• _REQUIRED ACTION 1_
In the preprocessing passage, why is the preprocessing step run once to produce binary files before the transformer is trained? Answer in one to three sentences.
• _REQUIRED ACTION 2_
Carry the preprocessing passage forward from its last sentence.

• _EXTRACT TO READ_
+++

A.1.5 PREPROCESSING THE INPUT FOR THE MACHINE TRANSLATION TASK

To train the NLP models, we first represent the input unaligned sequences in one of the two source languages, as explained in Section A.1.8 (Concat or Crisscross). The true MSAs were also represented in the target languages (Pairs or Spaces). The actual training of the NLP transformers as well as the pre-processing step were done using the Fairseq library (Ott et al., 2019) , which is implemented in Python. Six text files are used as input for the pre-processing step before actually running the transformer: unaligned sequences and true MSAs, for training, validation, and testing data.

A.1.6 PREPROCESSING INPUTS AND OUTPUTS

In addition, for running the preprocessing steps, one has to declare names for the input and output languages. Moreover, one can explicitly state if the same dictionary is used for both the source and target languages, i.e., whether a joint dictionary should be assumed. In our case, when we apply the combinations of Concat and Spaces or Crisscross and Spaces, the dictionary is joint, while for the combination Concat and Pairs, the dictionary is not joint and hence two different dictionaries are internally generated by the library (one for the source language and the other for the target language). The output of this preprocessing step is binary files that are later used as input to the transformer. This preprocess step allows running different configurations of the transformers (or potentially, other machine-learning models) on the same input files, without the need to perform the same computations on the input files over and over again.

+++

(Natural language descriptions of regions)
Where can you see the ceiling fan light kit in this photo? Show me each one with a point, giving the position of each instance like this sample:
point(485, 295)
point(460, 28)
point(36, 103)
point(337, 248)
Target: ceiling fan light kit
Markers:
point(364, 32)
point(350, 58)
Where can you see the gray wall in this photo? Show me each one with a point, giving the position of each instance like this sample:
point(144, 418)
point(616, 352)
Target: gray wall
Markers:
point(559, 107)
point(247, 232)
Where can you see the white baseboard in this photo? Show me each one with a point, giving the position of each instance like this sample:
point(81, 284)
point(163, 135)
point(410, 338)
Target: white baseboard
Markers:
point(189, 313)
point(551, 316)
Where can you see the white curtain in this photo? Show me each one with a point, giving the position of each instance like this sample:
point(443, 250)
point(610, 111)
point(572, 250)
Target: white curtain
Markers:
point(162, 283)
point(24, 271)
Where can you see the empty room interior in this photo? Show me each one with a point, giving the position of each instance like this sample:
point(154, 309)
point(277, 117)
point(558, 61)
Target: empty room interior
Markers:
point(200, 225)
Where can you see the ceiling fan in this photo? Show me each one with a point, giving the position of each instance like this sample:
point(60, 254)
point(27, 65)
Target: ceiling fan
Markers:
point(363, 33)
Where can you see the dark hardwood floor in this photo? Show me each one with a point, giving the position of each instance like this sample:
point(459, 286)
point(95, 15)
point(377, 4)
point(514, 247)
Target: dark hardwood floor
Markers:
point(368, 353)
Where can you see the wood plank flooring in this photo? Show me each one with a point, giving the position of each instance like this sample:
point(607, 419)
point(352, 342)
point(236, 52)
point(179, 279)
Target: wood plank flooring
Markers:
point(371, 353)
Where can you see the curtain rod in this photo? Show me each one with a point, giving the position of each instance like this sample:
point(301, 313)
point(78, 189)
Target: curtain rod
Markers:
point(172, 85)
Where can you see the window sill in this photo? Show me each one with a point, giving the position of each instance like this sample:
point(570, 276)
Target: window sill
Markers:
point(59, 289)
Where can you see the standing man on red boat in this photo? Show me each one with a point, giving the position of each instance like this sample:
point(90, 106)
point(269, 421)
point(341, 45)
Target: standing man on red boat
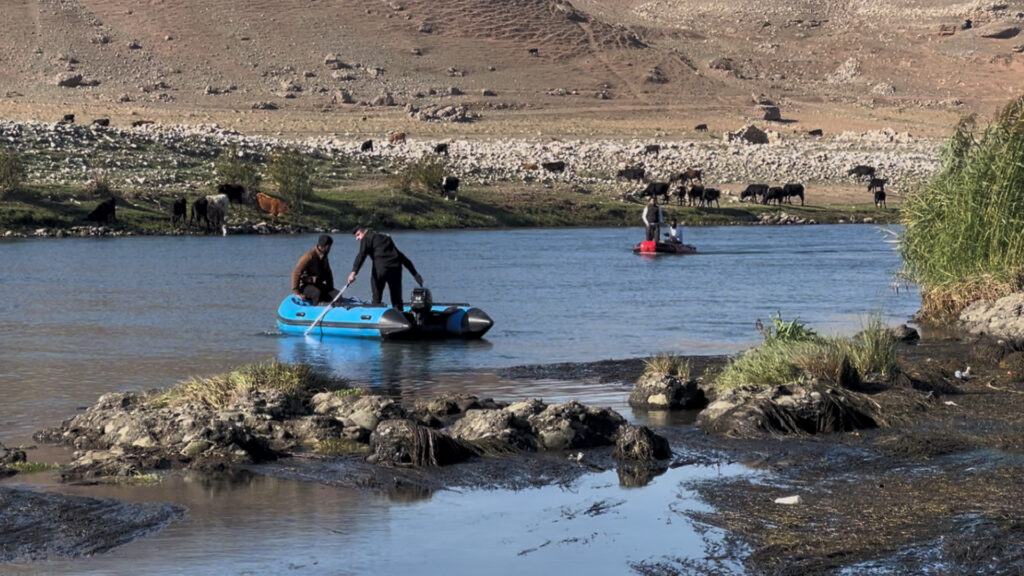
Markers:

+++

• _EXERCISE RESULT 1_
The binary files from preprocessing become the transformer's input. This lets different transformer configurations, or other machine-learning models, run on the same input files without repeating the same computations on them every time.

• _EXERCISE RESULT 2_
A.1.7 TRAINING THE TRANSFORMERS

We first assessed various transformer configurations, which differ in their training parameters: max tokens, learning rate and warmup updates. Based on their performance on the pairwise nucleotide and protein alignment datasets (Supplementary Table 2 ), we selected two optimal transformer configurations, which we call "original" and "alternative". The learning rate and warmup values for both transformers are 5E-5 and 3,000, respectively. The max token parameter values are 4,096 and 2,048 for the original and alternative transformers, respectively. We used label-smoothed cross entropy (Szegedy et al., 2015) to compute the loss of the model with a dropout (Srivastava et al., 2014 ) rate of 0.3. We used "Adam" (Kingma & Ba, 2014) as the optimizer of the model with 0.9 forgetting factors for gradients and 0.98 for the and second moments of gradients. All model evaluations are executed on GPU machines, Tesla V100-SXM2-32GB. The Weights and Biases platform (https://wandb.ai) was used to follow the progress of the training steps and helped decide when to stop the learning processes.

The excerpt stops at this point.